#### Exercise description:
Copy out the line containing "Every instance of the hillside" and each line after it, through the last one in the material, exactly as written.

#### Records supplied:

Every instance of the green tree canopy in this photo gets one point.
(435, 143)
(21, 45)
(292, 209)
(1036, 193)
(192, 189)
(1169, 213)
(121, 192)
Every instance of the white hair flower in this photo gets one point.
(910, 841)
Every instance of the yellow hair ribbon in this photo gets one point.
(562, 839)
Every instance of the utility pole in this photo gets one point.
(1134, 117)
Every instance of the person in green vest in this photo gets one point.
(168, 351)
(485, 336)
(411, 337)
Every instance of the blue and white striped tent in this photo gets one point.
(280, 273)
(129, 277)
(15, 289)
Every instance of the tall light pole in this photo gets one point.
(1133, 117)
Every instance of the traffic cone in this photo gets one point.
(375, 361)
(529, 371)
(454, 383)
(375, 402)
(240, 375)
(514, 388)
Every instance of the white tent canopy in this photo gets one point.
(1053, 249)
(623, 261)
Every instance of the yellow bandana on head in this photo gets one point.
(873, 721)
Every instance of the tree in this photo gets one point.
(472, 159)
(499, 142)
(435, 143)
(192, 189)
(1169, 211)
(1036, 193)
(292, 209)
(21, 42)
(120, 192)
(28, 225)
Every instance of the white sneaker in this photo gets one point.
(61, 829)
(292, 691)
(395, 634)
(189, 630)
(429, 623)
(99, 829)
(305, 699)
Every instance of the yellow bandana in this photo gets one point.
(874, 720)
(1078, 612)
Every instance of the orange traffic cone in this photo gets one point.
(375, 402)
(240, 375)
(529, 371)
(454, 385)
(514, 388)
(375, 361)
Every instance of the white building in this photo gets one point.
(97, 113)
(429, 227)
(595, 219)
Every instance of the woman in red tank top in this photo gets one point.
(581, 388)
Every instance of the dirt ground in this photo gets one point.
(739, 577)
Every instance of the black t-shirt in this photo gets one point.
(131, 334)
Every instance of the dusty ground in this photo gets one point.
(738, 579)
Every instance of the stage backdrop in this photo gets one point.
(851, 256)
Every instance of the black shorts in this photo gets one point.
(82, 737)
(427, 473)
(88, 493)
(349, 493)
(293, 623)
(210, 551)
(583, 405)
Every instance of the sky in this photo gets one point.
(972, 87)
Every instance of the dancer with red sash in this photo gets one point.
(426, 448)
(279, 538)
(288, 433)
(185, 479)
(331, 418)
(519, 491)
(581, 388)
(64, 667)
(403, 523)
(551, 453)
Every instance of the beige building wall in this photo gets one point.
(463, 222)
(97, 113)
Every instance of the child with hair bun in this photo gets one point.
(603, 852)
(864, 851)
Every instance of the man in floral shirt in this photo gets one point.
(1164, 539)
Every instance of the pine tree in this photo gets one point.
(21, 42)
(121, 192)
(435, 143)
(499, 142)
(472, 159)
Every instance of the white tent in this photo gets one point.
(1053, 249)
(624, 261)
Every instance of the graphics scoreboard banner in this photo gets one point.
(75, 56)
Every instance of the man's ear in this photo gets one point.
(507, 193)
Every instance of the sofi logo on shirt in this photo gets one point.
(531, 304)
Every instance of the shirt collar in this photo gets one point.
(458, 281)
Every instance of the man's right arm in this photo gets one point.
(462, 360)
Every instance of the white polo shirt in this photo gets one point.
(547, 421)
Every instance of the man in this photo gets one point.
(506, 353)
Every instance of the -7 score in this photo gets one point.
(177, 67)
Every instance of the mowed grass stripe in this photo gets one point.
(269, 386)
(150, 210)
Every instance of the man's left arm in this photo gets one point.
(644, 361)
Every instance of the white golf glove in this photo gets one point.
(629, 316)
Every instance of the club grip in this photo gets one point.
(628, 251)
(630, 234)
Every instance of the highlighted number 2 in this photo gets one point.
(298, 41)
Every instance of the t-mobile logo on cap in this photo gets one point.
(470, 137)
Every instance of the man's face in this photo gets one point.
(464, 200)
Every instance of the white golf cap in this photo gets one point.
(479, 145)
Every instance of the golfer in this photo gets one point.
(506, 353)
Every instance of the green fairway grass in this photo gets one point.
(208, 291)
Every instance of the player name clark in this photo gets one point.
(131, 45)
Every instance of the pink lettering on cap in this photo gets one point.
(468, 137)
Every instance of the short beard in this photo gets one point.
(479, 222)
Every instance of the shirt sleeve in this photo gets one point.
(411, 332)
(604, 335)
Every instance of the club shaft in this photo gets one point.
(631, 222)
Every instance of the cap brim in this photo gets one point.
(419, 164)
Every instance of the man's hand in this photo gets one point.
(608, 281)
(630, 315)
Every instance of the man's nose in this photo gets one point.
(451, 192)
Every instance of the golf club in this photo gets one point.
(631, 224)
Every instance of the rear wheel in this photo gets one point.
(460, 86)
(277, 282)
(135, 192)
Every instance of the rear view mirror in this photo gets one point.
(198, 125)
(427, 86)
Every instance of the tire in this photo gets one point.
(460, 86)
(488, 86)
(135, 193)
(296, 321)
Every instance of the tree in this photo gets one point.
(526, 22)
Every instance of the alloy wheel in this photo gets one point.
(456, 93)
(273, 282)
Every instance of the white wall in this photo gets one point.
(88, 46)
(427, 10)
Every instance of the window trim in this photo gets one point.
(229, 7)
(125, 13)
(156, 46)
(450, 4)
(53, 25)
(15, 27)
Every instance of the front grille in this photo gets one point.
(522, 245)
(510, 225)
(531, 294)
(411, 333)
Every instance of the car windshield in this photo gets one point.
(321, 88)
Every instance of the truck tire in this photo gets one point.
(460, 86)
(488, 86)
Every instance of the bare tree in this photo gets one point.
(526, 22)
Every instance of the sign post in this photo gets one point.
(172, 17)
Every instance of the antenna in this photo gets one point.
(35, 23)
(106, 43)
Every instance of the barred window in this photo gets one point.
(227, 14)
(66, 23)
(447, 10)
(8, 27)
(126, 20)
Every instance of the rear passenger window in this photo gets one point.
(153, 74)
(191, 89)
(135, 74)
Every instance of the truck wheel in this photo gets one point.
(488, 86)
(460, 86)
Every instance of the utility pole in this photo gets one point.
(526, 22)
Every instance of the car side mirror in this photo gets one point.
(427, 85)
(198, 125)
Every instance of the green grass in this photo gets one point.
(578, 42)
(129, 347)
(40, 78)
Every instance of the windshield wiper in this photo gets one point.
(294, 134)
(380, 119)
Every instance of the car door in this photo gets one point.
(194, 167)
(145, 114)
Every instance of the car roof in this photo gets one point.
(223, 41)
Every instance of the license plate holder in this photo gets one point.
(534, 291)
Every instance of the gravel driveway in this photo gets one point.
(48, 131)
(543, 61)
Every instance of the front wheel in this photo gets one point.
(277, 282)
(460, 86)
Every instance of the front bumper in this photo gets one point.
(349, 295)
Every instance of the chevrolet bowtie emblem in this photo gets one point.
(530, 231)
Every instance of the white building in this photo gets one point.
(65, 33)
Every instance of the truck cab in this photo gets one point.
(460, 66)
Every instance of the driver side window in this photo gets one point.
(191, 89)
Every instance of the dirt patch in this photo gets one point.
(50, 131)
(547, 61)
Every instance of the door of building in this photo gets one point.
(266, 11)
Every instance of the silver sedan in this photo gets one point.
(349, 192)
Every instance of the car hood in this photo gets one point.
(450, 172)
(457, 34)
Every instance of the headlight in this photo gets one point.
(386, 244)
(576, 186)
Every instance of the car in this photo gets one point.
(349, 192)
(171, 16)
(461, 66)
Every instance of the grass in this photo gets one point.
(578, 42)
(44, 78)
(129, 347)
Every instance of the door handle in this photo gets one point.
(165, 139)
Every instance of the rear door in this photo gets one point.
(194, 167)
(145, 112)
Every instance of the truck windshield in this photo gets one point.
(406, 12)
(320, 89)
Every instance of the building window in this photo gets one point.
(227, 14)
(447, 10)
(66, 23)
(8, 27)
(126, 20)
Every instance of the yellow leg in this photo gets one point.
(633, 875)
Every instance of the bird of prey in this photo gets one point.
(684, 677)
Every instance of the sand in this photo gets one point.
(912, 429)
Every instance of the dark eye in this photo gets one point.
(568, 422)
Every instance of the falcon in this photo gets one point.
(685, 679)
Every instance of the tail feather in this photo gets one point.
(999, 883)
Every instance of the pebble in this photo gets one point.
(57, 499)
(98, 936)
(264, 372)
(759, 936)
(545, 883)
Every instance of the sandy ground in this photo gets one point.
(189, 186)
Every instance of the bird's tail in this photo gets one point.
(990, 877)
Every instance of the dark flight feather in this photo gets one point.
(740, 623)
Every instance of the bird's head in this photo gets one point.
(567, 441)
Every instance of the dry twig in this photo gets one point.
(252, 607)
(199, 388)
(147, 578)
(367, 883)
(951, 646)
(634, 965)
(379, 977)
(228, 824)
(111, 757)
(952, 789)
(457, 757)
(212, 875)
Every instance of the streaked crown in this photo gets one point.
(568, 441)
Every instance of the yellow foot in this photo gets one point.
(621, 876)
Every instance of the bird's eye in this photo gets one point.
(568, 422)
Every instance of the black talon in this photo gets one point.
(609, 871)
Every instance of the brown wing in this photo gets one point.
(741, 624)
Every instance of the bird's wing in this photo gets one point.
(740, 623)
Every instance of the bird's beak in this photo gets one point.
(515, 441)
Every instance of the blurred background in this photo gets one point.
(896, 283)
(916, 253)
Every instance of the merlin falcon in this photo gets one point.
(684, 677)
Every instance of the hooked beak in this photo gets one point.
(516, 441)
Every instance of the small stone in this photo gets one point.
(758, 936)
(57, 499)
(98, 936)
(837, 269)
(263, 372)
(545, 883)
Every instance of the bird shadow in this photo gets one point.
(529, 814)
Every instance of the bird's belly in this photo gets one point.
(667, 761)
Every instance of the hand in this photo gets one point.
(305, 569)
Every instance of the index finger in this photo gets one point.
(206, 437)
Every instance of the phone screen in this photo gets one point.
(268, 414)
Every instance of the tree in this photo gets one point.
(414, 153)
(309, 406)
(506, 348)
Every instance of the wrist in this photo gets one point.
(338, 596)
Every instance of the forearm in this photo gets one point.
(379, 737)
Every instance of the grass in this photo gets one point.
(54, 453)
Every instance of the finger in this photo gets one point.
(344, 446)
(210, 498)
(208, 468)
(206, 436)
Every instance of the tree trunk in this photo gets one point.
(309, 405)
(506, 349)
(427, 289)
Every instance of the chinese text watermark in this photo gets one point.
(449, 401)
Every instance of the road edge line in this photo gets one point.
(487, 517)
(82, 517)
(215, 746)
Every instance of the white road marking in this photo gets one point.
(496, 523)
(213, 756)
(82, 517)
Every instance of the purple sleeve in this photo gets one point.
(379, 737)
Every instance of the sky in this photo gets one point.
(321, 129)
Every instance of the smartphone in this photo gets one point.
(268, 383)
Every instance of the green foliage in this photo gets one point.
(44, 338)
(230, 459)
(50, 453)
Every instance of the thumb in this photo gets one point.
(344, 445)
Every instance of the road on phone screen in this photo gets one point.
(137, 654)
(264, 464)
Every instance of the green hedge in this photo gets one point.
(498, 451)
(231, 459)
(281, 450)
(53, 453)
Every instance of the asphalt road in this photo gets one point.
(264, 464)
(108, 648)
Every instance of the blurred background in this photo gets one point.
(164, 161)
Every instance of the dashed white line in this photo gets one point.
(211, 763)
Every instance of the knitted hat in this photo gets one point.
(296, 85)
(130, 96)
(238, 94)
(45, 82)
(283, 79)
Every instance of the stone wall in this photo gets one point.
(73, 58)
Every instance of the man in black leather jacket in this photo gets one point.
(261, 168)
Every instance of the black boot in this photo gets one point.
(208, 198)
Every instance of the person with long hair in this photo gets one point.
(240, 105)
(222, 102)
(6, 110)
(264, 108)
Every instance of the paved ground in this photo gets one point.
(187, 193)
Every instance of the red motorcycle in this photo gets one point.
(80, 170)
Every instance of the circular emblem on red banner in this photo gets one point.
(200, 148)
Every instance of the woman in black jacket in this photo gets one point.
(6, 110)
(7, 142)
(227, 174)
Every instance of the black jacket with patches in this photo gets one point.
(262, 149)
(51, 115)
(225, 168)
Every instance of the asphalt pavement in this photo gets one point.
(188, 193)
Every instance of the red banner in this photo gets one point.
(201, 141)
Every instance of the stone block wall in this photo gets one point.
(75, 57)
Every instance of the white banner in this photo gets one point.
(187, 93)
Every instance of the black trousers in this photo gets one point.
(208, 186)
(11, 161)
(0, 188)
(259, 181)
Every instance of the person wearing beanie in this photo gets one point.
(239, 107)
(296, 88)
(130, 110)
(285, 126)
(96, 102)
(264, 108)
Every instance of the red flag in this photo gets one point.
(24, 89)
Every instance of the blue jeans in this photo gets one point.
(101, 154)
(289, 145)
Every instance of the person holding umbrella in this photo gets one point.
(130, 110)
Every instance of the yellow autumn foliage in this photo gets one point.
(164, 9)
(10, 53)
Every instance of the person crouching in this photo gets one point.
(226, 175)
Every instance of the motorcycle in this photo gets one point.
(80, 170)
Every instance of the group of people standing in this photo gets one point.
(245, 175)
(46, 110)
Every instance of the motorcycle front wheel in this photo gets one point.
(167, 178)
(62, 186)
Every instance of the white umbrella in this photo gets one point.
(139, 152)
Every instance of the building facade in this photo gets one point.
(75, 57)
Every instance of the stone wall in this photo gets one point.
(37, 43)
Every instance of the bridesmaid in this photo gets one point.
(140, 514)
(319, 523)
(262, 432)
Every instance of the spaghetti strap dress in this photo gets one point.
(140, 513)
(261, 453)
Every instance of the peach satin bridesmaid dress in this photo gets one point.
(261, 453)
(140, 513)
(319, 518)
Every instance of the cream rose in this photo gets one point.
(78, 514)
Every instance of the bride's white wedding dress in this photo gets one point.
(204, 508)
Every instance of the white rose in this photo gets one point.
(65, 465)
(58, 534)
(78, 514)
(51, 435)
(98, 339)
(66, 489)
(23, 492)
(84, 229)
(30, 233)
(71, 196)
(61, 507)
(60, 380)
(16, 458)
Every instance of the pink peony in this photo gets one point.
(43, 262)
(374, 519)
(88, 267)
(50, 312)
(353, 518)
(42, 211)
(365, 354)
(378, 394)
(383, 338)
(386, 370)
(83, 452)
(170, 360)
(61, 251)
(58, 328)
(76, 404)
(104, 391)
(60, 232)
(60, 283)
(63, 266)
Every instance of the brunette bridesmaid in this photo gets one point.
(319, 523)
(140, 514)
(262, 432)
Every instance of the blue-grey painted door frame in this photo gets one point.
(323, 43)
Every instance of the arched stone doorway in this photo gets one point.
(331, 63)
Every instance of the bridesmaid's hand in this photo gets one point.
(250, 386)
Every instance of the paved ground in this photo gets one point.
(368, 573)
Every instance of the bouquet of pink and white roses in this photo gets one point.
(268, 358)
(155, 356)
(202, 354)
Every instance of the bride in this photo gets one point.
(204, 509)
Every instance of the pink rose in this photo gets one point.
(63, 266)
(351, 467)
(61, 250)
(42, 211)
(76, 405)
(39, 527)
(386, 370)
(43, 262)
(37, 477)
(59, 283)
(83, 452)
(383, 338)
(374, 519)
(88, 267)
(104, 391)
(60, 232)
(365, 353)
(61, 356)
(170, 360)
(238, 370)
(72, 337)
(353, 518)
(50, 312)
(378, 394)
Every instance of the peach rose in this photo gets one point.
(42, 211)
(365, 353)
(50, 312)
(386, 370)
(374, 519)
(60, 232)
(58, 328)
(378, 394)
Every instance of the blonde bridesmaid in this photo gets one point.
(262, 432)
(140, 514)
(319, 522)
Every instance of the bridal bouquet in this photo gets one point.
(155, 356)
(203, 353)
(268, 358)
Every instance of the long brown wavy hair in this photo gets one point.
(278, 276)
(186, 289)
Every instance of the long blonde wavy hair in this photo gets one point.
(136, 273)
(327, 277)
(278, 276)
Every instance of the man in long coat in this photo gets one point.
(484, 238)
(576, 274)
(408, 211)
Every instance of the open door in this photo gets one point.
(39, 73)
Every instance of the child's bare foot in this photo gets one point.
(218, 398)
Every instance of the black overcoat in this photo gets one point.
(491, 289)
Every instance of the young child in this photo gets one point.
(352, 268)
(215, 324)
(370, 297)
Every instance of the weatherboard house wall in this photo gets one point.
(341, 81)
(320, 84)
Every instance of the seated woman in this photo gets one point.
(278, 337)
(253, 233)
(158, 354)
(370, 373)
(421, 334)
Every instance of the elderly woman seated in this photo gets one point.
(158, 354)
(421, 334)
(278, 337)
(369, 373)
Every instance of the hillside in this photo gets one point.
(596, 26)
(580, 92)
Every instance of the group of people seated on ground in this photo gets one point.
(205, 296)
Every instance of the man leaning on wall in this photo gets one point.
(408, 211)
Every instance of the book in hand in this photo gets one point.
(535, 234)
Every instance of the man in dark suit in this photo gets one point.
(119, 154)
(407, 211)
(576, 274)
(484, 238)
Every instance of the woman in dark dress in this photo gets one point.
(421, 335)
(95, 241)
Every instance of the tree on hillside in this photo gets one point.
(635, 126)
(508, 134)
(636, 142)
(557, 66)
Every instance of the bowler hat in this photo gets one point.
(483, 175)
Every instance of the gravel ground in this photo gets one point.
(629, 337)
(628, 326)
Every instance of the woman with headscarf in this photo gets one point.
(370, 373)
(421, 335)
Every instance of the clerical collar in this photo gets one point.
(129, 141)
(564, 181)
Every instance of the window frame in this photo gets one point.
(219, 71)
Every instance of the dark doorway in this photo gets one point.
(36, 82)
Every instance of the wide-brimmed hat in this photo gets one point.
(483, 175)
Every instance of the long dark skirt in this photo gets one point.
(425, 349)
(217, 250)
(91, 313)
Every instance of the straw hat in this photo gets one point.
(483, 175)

#### Exercise result:
Every instance of the hillside in this photo gets one point.
(596, 26)
(580, 92)
Every instance of the group of people seated on ground in this photo gets one point.
(205, 296)
Every instance of the man leaning on wall in this photo gets one point.
(408, 211)
Every instance of the book in hand in this photo gets one point.
(535, 234)
Every instance of the man in dark suit in this photo gets one point.
(119, 154)
(407, 211)
(576, 274)
(484, 238)
Every instance of the woman in dark dress in this photo gets one point.
(421, 335)
(95, 241)
Every instance of the tree on hillside in this photo gets one point.
(635, 126)
(508, 134)
(636, 142)
(557, 66)
Every instance of the bowler hat in this photo gets one point.
(483, 175)
Every instance of the gravel ground in this photo gets one point.
(629, 337)
(628, 326)
Every instance of the woman with headscarf in this photo gets one point.
(370, 373)
(421, 335)
Every instance of the clerical collar in this photo gets one point.
(129, 141)
(564, 181)
Every instance of the window frame in this photo gets one point.
(219, 71)
Every instance of the dark doorway in this photo gets one point.
(36, 82)
Every instance of the wide-brimmed hat in this photo gets one point.
(483, 175)
Every instance of the long dark skirt in this photo gets one point.
(425, 349)
(217, 250)
(91, 313)
Every instance of the straw hat in this photo gets one point.
(483, 175)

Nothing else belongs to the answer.